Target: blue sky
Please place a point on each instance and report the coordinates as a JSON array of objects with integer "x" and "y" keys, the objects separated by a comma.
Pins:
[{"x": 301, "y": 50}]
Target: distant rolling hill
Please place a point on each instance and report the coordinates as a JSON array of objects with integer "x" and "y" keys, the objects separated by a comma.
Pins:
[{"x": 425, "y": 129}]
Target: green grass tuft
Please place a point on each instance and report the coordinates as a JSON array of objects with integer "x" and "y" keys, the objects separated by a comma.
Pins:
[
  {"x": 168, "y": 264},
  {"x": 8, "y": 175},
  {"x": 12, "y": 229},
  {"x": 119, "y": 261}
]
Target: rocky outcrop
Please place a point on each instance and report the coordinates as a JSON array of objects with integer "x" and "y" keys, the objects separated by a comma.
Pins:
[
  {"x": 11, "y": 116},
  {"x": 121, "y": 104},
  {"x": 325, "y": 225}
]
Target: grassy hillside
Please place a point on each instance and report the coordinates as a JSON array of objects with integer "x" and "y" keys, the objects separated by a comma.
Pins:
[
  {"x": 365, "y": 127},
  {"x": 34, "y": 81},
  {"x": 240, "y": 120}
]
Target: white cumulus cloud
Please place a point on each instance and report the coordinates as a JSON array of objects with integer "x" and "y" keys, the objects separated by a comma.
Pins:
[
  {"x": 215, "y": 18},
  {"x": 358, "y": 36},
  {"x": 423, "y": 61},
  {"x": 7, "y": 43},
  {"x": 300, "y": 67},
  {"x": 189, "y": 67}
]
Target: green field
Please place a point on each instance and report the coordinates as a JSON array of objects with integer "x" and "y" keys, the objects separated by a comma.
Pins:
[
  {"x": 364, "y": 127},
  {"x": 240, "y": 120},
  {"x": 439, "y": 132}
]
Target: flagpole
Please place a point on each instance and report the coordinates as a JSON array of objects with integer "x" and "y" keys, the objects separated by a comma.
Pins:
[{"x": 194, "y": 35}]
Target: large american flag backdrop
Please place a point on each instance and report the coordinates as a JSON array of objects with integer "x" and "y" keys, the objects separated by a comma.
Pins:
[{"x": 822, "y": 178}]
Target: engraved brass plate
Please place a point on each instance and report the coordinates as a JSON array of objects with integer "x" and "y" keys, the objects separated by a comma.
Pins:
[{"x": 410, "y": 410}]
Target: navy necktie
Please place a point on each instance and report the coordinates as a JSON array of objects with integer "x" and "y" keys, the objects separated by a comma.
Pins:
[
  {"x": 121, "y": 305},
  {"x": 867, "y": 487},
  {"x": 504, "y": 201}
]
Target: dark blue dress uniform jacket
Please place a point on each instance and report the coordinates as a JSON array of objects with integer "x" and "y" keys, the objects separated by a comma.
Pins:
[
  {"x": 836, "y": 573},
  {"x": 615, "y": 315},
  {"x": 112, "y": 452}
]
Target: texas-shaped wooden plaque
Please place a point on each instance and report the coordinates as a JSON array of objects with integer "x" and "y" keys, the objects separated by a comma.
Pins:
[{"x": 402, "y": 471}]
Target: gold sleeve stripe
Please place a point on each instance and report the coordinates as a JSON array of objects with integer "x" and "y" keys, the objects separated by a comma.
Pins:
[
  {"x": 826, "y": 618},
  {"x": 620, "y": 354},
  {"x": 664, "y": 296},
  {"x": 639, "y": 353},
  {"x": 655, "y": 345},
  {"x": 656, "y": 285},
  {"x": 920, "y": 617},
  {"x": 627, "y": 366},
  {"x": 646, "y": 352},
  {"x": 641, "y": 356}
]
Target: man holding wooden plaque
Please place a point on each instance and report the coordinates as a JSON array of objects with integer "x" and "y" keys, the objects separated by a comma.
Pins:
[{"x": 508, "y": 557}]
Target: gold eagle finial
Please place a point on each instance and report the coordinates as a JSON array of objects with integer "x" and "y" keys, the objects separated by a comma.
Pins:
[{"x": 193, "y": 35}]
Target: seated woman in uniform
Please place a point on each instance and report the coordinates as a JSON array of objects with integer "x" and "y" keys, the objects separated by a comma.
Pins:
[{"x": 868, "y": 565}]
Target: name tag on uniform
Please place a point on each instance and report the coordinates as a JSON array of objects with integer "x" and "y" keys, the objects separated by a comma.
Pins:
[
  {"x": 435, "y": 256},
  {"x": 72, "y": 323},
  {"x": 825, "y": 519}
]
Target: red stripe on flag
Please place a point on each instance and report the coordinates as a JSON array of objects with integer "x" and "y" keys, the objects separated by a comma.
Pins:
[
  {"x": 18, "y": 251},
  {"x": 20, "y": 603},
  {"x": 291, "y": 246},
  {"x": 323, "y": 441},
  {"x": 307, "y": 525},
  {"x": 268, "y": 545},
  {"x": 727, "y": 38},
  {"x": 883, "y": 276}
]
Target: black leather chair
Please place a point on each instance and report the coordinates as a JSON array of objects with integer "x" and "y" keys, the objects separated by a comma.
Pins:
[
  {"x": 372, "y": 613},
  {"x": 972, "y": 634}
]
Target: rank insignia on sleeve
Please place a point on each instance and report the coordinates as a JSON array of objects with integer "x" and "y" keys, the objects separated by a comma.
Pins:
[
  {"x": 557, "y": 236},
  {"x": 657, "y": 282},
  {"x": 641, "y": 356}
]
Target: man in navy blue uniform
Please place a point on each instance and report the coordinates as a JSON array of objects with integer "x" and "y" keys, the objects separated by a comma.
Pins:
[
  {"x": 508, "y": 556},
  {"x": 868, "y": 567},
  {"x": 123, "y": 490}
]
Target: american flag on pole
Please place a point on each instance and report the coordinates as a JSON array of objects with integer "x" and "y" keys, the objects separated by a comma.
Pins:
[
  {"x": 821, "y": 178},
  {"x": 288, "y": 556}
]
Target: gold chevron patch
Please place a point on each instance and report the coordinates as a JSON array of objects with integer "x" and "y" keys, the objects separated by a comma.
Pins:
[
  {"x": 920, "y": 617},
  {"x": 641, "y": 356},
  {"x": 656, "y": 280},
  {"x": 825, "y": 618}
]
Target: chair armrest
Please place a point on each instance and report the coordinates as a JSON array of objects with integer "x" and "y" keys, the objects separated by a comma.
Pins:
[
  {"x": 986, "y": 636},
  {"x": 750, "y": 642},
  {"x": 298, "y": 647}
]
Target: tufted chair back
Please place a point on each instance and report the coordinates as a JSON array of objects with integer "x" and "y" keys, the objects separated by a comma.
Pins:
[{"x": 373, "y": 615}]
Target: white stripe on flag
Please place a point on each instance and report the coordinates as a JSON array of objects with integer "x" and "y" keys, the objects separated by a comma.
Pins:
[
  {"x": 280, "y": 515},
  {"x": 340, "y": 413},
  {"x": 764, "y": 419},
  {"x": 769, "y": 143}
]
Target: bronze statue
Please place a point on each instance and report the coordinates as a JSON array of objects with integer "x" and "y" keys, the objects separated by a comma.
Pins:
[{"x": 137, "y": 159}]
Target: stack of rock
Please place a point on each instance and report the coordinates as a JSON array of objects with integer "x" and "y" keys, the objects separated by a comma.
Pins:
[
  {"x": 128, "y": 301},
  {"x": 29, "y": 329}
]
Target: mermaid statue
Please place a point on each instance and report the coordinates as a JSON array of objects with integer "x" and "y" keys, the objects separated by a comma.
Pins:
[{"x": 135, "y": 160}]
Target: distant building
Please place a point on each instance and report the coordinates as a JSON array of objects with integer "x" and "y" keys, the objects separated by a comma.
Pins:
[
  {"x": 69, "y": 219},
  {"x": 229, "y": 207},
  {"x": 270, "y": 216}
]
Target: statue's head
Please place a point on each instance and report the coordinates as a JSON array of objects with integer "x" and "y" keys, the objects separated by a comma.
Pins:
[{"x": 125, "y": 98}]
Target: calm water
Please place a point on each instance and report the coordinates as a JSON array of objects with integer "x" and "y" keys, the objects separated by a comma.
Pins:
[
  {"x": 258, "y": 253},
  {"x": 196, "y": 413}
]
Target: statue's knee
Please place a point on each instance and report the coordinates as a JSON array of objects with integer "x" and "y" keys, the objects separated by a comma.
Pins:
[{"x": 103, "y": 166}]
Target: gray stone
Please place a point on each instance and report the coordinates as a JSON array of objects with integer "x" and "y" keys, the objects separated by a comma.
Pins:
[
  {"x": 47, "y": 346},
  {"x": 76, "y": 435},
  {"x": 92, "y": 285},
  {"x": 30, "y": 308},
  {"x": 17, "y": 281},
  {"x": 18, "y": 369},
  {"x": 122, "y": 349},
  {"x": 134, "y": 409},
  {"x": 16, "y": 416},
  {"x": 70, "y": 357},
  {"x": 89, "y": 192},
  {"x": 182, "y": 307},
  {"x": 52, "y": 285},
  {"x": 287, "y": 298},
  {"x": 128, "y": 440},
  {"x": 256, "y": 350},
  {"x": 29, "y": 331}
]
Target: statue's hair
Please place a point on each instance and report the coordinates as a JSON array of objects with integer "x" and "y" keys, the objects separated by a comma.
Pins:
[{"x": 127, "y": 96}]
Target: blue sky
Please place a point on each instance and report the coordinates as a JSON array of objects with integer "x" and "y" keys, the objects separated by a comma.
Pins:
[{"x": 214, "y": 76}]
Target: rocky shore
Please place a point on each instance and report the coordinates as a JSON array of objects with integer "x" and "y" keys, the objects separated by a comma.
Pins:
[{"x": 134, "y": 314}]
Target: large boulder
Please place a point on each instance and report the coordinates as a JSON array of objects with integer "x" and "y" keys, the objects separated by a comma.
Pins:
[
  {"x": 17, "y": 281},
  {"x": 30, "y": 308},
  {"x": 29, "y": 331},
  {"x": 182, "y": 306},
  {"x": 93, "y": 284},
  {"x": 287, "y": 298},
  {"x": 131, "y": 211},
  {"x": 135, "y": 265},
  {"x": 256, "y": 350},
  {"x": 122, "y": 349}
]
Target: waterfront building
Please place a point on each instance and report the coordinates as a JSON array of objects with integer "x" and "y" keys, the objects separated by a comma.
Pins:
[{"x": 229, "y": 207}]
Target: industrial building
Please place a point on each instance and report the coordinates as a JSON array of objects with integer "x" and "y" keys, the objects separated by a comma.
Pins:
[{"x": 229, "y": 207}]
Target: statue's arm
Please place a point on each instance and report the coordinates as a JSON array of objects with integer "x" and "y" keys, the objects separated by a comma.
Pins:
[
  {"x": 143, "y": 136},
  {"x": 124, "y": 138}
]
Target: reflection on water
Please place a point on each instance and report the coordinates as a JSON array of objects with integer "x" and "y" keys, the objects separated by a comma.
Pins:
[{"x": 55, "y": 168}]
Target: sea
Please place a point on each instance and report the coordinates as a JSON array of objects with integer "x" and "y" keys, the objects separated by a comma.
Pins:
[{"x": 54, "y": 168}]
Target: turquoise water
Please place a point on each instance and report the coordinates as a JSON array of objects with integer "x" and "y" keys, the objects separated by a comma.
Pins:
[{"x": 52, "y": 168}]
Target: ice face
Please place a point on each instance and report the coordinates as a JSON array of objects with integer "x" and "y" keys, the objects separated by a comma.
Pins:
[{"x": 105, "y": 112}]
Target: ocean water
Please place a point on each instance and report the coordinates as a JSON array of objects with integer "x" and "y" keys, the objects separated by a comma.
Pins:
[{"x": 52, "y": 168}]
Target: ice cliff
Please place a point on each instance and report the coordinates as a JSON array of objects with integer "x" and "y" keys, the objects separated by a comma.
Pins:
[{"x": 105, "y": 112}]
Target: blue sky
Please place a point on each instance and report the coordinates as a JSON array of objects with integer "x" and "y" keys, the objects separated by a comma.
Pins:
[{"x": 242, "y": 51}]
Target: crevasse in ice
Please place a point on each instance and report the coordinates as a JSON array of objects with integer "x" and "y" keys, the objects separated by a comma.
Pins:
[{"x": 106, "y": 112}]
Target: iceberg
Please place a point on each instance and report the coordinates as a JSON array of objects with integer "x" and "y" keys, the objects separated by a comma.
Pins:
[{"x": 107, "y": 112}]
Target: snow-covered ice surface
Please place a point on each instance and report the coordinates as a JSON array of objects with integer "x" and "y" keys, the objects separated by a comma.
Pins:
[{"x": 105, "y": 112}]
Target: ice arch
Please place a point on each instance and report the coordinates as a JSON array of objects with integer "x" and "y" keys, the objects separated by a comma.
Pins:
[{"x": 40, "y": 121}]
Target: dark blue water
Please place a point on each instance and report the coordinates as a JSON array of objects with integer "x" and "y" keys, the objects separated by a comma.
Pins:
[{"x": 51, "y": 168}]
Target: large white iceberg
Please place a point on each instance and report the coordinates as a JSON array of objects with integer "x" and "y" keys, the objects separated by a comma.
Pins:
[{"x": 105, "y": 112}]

◆ What the task requires:
Each line from the one containing "Target: snow-covered ice surface" through the end of the entries, both included, is to be returned exactly, with no other lines.

◆ Solution below:
Target: snow-covered ice surface
Please place a point on each instance and report the coordinates as a JSON array of objects with integer "x" and "y" keys, the objects separated by a comma.
Pins:
[{"x": 105, "y": 112}]
Target: ice arch
Please place a point on each instance and report the coordinates as a JSON array of objects with integer "x" and "y" keys, the objects separated by a comma.
Pins:
[{"x": 40, "y": 121}]
Target: dark blue water
Please place a point on each instance and report the coordinates as a JSON array of objects with integer "x" and "y" keys, the objects separated by a comma.
Pins:
[{"x": 51, "y": 168}]
Target: large white iceberg
Please place a point on each instance and report the coordinates as a JSON array of objects with integer "x" and "y" keys, the objects separated by a comma.
Pins:
[{"x": 105, "y": 112}]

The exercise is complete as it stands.